= Explore the material =
1. Answer these questions using the article on ambulance handover delays:
(a) How many ambulances were in the queue outside the Norfolk and Norwich Hospital?
(b) How long is the "golden timeframe" James Pearson mentions?
(c) What was the East of England Ambulance Service's average response time for category two calls in October?
2. Update the ambulance handover delays article from the words "For category two" through the words "was 87 minutes.", replacing "strokes" with "heart attacks".
3. Continue the article on ambulance handover delays past its final sentence.

= Supplied text =
------------------------------
'Demoralising' handover delays leaving paramedics stuck outside hospitals for entire shifts

  • Some paramedics have described spending their entire shift outside hospital


Paramedics have described the "demoralising" hospital handover delays which have seen them spend entire 12-hour shifts stuck waiting to drop off their patients.

Some East of England Ambulance Service workers told ITV News Anglia they were spending more time waiting outside hospitals than they were responding to emergencies.

One said she was recently part of a queue of 37 ambulances outside the Norfolk and Norwich Hospital.

James Pearson, a paramedic and leading operations manager for Waveney, said: "If we're outside a hospital, we can't respond to our patients.

"We'd all like to be there within that golden timeframe of eight minutes when we need to be. But it simply isn't something that can happen at the moment.

"It is demoralising. You do take it home. You tend to go home and you know the next day you might be sat outside a hospital again. It makes you not want to come to work."

Paramedics Michaela and Simon from the East of England Ambulance Service. Credit: ITV News Anglia

Ambulance response times in the East of England are some of the worst in the country.

For category two calls, which include strokes, the NHS target time is an average of 18 minutes. Figures from October show the East of England Ambulance Service's average response time was 87 minutes.

Paramedics say handover delays play a major part in these statistics.

They reflect a health system under serious strain, where a lack of social care often sees in-demand hospital beds filled by patients who are medically fit to be discharged.
------------------------------
= Dataset items =
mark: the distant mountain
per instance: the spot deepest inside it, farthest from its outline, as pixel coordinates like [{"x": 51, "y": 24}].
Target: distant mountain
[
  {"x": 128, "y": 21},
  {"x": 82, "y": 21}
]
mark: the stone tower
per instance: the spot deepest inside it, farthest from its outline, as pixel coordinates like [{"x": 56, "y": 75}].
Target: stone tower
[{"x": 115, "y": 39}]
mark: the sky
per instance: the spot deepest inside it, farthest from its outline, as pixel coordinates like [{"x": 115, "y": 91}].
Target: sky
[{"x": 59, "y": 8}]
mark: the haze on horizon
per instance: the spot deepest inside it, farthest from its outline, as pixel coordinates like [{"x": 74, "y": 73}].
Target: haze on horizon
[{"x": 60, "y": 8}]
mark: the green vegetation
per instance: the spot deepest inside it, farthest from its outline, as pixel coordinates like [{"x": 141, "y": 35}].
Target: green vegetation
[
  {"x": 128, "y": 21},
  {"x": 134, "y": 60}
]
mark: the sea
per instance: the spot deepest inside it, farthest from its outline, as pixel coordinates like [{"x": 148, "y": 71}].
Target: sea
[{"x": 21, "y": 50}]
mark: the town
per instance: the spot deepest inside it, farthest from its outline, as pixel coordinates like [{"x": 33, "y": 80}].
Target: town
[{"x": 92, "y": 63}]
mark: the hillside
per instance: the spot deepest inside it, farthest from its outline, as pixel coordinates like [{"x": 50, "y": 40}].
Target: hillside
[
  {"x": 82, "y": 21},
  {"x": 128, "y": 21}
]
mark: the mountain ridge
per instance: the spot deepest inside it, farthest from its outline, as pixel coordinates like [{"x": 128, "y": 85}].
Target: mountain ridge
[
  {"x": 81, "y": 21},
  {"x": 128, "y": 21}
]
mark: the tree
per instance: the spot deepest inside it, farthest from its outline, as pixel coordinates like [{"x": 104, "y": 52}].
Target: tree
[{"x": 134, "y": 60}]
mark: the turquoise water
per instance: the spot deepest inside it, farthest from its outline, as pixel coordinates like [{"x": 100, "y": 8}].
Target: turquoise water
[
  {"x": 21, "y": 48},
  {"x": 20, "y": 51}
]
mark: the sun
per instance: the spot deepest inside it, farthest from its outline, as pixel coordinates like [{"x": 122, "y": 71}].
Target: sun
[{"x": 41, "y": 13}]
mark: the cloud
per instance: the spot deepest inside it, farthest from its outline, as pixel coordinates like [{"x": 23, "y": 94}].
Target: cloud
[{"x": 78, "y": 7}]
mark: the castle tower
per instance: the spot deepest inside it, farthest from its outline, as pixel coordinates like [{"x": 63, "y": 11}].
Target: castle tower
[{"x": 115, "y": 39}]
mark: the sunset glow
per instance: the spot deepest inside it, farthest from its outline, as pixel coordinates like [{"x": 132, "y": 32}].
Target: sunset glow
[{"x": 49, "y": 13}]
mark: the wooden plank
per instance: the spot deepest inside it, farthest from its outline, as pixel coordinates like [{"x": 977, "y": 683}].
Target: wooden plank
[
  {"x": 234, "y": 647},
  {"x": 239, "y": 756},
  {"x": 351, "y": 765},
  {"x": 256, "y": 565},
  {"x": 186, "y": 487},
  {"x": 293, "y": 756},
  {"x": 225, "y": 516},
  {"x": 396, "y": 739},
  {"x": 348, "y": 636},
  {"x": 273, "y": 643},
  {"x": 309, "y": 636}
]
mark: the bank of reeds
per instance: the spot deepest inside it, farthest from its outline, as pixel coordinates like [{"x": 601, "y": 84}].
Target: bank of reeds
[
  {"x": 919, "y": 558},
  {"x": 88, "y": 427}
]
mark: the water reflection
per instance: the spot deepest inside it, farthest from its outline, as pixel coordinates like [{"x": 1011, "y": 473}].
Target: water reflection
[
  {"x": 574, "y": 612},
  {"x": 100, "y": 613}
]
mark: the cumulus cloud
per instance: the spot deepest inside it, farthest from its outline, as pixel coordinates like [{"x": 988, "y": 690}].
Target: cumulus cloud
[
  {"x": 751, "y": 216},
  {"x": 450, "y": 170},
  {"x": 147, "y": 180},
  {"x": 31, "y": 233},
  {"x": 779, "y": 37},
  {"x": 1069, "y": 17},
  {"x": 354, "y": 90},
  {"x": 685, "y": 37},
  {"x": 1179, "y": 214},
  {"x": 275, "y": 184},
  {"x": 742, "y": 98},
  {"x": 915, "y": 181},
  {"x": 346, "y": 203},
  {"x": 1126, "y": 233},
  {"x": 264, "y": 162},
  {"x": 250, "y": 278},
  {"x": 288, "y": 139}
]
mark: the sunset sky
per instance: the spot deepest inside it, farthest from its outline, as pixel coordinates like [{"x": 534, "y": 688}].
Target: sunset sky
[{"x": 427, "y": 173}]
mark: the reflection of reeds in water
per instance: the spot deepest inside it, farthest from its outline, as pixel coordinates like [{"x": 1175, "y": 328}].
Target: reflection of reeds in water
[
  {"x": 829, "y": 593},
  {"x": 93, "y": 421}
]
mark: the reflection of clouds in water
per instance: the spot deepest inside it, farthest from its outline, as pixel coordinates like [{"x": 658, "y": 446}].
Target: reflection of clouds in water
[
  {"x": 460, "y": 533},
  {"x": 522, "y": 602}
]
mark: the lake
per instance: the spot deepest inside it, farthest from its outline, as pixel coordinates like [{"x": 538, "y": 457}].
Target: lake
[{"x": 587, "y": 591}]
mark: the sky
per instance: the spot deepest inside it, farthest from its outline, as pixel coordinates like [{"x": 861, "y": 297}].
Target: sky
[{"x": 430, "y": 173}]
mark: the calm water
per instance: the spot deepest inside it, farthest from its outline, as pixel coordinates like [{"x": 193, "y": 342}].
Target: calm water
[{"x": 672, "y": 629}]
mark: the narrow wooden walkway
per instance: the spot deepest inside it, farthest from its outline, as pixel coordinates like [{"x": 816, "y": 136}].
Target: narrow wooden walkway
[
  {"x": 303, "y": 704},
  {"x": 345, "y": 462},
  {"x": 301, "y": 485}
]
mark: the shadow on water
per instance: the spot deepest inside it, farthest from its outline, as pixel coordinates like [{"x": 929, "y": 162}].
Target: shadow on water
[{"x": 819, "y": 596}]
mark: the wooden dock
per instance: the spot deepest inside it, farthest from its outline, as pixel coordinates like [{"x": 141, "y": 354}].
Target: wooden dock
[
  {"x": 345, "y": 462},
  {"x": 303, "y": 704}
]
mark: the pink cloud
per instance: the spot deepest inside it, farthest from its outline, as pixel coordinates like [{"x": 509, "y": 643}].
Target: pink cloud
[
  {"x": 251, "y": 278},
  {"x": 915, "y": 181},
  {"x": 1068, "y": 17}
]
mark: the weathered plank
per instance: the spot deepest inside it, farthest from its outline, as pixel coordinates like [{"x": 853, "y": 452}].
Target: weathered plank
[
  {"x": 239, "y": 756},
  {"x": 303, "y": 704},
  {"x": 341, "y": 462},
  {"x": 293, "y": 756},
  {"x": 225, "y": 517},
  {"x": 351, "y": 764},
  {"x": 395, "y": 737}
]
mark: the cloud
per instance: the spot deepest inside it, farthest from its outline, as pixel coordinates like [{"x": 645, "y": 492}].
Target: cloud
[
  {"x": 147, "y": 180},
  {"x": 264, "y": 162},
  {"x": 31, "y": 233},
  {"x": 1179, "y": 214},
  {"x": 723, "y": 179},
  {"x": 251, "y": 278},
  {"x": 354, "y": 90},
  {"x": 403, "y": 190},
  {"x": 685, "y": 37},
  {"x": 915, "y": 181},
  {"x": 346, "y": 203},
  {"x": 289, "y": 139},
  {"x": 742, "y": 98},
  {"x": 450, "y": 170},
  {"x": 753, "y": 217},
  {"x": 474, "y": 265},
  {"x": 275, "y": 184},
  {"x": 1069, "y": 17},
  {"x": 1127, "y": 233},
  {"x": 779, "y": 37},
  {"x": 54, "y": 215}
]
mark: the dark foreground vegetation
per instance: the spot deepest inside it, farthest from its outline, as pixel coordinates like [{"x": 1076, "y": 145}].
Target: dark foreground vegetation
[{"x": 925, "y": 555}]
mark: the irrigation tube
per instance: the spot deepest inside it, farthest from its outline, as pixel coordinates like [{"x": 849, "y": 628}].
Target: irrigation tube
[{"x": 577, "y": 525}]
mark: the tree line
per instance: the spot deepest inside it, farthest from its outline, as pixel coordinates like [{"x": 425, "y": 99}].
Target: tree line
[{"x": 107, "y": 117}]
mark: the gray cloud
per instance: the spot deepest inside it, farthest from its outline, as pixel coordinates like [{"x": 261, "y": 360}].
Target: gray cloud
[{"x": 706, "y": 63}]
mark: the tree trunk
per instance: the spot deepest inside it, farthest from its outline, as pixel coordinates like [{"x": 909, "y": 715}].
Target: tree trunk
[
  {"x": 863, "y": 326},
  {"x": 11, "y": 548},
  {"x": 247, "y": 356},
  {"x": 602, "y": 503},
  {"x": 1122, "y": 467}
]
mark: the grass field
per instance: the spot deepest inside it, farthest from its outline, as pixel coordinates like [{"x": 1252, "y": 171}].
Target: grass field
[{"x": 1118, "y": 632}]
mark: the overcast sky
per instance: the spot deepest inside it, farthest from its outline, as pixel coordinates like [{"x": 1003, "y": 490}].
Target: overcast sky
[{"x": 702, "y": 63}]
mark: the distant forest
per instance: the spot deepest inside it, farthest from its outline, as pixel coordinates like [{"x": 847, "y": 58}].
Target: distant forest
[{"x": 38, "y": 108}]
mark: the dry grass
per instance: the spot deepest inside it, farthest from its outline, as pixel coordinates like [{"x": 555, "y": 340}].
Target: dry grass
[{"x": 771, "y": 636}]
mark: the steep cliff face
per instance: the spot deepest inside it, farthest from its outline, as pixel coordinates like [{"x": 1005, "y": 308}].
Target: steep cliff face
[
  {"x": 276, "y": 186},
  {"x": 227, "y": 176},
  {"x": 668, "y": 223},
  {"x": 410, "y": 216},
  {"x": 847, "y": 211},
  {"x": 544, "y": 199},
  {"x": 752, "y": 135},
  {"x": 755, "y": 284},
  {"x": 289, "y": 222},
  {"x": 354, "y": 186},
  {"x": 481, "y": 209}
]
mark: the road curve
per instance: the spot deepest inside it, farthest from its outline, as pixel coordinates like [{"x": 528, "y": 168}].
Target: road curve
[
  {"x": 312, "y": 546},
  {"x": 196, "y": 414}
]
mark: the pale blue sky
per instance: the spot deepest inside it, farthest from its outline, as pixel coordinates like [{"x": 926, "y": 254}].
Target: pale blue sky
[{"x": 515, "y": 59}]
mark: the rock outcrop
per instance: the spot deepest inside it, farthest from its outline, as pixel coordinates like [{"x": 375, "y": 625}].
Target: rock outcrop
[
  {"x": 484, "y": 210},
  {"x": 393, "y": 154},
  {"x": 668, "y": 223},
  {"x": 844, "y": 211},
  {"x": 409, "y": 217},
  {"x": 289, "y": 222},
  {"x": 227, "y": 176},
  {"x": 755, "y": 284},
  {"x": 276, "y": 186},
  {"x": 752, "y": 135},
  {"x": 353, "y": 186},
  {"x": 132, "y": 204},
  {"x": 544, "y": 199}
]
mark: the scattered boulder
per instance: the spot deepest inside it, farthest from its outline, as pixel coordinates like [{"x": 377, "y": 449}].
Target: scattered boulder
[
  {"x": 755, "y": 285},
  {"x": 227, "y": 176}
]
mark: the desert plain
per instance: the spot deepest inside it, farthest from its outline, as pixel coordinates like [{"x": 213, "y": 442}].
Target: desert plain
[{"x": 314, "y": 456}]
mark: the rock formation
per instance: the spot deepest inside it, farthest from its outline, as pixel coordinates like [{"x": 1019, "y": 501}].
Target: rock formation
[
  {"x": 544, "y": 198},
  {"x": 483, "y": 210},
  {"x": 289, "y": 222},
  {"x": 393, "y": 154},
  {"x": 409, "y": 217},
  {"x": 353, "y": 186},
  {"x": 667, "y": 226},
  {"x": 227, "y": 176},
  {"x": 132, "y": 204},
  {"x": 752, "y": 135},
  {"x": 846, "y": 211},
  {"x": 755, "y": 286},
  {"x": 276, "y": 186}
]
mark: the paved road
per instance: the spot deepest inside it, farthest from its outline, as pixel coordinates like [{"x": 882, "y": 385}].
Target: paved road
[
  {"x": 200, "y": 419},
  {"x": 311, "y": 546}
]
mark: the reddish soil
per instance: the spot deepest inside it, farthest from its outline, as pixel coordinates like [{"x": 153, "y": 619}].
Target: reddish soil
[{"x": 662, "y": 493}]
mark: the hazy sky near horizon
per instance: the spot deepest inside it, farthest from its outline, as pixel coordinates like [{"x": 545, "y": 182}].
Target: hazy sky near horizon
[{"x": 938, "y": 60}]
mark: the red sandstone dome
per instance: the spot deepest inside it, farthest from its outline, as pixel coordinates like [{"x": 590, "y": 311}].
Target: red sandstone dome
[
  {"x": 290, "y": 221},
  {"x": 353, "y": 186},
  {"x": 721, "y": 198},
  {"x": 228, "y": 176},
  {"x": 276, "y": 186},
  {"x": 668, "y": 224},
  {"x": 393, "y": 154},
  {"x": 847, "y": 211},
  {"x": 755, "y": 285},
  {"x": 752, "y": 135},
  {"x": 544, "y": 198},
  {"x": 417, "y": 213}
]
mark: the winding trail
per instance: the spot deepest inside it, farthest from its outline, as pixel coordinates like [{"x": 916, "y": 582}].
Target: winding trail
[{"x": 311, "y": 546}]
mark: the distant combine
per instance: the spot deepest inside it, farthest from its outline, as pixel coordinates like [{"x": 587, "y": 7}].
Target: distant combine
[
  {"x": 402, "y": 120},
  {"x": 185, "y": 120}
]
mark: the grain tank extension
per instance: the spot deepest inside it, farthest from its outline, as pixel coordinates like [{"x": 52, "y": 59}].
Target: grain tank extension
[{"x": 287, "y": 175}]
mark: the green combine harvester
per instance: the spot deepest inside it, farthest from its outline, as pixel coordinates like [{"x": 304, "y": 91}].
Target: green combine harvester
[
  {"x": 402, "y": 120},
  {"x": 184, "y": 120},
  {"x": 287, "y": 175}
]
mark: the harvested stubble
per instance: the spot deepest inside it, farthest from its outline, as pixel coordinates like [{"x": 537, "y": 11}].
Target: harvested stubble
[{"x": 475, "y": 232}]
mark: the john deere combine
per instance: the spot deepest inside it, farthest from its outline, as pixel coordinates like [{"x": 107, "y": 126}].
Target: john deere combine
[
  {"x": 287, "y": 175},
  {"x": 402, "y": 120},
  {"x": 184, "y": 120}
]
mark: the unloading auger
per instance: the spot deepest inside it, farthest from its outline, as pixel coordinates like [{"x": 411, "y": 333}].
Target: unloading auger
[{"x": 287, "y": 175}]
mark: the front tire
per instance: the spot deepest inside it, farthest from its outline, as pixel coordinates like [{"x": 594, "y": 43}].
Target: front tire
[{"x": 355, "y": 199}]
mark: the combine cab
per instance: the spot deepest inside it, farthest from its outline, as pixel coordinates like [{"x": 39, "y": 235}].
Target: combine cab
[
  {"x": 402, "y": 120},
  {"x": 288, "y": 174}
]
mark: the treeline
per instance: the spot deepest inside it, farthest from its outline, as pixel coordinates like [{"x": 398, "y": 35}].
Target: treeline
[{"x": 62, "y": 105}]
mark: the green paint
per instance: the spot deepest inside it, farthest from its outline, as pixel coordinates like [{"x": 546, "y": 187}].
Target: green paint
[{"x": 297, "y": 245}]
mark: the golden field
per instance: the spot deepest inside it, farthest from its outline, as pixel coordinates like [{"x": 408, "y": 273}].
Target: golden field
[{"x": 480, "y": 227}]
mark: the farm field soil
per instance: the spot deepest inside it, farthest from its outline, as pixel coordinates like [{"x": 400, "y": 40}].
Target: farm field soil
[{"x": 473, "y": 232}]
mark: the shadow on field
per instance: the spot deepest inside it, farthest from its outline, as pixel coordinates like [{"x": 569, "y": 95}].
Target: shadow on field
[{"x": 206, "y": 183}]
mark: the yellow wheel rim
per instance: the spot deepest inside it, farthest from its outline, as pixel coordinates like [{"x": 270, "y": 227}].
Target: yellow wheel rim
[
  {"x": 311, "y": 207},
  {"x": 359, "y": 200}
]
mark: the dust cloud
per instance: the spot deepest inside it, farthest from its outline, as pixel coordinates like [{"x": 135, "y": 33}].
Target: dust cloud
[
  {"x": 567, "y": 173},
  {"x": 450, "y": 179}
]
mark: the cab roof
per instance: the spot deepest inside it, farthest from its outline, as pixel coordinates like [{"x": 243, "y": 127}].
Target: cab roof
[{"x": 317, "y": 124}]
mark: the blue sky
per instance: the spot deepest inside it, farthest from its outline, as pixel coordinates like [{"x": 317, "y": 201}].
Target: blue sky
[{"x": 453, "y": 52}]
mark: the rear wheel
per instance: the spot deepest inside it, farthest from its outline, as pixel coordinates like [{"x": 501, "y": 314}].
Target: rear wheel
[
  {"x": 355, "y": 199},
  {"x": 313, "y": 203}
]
------------------------------
= Task results =
1.
(a) 37
(b) Eight minutes
(c) 87 minutes

2.
For category two calls, which include heart attacks, the NHS target time is an average of 18 minutes. Figures from October show the East of England Ambulance Service's average response time was 87 minutes.

3.
At the James Paget in Gorleston in Norfolk, they've launched a 'handover unit' - where patients will be transferred and seen to allow paramedics to get back on the road quicker.

"It's definitely worse this year than it has been," said chief executive Jo Segasby.

"It's not so much that we're seeing more ambulances, it's more the problem that we've got with patients in the hospital who we're not able to discharge into community and social care services.

"We've had patients waiting 12 hours in an ambulance outside the hospital, which we absolutely don't think is satisfactory. It's not acceptable for us."

The hospital has also introduced a GP streaming unit to deal with the dozens of people who turn up at A&E every day who don't necessarily need to be there.

They're recruiting NHS reservists to plug staffing gaps and using virtual wards to monitor patients at home.

The ambulance service says it has introduced a new "digital portal" in call centres to stream appropriate cases directly to community care providers - keeping ambulances free for emergency care.

They say plans are also in place to roll out cars with advanced practitioners to be able to treat more patients at home and avoid hospital trips.